Output the data below in full, byte for byte. Nothing may differ.

* * * * *

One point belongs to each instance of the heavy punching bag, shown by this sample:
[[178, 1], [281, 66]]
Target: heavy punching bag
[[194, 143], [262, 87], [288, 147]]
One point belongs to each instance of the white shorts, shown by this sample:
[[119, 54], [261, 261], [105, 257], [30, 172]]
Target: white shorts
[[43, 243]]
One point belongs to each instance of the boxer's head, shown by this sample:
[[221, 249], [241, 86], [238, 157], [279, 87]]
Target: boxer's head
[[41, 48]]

* * * * *

Correct response.
One point belongs to each instance of the heavy punching bag, shown by this sample:
[[178, 1], [281, 66]]
Target: heavy punching bag
[[194, 143], [262, 87], [288, 147]]
One point belongs to each instance of the white shorts, shown by this sample:
[[119, 54], [261, 261], [105, 257], [30, 172]]
Target: white shorts
[[43, 243]]
One point belongs to each instance of the boxer's head, shown by this sample:
[[221, 249], [241, 86], [238, 157], [279, 87]]
Target: boxer's head
[[41, 48]]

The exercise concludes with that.